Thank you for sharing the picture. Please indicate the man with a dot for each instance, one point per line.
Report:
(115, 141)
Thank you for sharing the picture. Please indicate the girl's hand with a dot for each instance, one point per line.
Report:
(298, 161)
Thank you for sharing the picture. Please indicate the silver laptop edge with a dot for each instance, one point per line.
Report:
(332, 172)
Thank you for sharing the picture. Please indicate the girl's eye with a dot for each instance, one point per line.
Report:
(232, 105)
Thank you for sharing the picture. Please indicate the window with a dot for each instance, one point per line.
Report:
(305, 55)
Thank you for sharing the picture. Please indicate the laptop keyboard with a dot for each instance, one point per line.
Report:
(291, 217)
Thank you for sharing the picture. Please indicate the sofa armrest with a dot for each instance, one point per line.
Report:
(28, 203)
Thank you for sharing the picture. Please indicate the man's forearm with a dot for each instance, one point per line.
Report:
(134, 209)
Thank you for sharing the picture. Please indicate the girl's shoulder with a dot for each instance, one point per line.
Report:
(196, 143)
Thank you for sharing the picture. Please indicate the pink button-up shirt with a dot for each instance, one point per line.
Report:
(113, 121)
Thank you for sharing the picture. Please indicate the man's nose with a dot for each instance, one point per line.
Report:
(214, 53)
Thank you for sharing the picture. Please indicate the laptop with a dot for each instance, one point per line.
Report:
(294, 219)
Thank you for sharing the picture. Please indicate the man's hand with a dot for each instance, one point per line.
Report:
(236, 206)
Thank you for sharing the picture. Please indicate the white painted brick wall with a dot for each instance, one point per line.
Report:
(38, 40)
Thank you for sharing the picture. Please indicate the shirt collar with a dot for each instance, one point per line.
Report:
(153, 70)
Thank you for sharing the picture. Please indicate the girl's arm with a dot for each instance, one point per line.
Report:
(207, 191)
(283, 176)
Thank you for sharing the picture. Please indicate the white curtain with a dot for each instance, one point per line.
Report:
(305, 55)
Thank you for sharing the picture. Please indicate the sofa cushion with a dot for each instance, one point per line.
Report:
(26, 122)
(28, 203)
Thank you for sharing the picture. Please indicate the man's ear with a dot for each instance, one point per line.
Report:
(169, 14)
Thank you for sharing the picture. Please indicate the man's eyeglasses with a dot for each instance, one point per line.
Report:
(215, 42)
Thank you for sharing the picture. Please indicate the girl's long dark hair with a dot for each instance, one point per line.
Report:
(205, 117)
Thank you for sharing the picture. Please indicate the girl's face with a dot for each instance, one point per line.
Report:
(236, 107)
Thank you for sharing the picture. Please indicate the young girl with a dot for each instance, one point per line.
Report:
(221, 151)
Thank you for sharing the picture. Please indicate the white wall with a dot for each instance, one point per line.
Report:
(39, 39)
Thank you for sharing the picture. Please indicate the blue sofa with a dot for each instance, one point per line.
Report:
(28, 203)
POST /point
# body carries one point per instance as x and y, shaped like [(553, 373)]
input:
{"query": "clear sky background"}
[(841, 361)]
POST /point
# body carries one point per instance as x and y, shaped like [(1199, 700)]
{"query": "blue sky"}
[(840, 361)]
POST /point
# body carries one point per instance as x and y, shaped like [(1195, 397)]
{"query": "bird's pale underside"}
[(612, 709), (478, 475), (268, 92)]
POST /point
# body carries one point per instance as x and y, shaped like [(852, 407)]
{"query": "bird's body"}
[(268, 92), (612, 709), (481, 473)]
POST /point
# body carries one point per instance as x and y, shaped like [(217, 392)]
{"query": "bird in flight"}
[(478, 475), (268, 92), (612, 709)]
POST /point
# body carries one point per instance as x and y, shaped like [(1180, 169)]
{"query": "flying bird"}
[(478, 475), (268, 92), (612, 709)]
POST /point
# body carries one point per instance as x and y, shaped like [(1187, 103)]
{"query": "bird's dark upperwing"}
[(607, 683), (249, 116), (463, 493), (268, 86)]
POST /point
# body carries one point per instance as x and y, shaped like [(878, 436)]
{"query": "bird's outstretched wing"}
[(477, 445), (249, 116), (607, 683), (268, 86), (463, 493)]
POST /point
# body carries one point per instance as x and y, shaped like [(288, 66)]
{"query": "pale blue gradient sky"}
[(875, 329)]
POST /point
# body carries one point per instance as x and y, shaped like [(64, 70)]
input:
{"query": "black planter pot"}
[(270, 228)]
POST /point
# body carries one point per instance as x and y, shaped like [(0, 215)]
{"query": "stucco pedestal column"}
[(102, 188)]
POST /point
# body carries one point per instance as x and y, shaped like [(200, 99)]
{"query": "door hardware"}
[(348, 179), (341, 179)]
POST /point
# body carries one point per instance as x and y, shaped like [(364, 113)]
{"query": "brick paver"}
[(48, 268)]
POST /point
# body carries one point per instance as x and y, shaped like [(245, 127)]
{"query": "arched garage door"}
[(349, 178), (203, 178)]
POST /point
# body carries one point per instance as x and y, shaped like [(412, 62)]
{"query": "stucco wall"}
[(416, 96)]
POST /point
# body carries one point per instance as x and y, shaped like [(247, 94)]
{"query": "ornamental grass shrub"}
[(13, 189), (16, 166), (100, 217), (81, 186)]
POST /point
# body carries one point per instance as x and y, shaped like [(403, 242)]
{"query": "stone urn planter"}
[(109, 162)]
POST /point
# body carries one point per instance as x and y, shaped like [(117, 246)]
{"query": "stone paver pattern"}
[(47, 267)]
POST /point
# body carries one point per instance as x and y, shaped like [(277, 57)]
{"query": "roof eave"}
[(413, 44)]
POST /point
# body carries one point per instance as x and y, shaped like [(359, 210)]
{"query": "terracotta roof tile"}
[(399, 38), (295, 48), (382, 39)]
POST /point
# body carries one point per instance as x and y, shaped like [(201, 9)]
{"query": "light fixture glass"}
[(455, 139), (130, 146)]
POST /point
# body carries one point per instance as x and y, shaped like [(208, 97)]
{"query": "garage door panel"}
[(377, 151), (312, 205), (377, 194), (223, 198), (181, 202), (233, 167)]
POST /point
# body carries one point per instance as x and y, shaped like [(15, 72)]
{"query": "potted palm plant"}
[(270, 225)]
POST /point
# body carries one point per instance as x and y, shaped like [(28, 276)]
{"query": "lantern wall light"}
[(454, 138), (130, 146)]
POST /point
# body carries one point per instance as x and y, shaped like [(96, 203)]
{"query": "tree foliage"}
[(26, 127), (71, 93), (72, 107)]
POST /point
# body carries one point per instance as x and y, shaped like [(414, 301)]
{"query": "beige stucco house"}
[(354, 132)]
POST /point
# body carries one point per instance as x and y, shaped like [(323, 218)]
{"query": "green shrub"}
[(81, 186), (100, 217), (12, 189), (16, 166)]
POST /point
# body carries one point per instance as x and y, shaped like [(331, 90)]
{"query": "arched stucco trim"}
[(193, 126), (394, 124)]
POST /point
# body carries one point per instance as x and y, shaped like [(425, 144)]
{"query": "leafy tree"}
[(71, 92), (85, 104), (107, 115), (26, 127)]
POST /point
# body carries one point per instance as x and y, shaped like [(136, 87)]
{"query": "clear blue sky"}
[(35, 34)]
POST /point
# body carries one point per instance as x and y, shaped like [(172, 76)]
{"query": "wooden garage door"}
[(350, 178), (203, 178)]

● ● ● ● ● ● ●

TASK TO CARRY OUT — Scan the listing above for the word "sofa" and show each line where it is found.

SOLUTION FOR THIS PROBLEM —
Thank you for sharing the picture. Please indicate the sofa armrest with a dot for each instance, one point per line.
Thank you for sharing the picture. Please indicate the sofa cushion with a dot for each instance, one point per line.
Thank you for sharing the picture. Please indicate the blue sofa with a dot for each instance, one point per line.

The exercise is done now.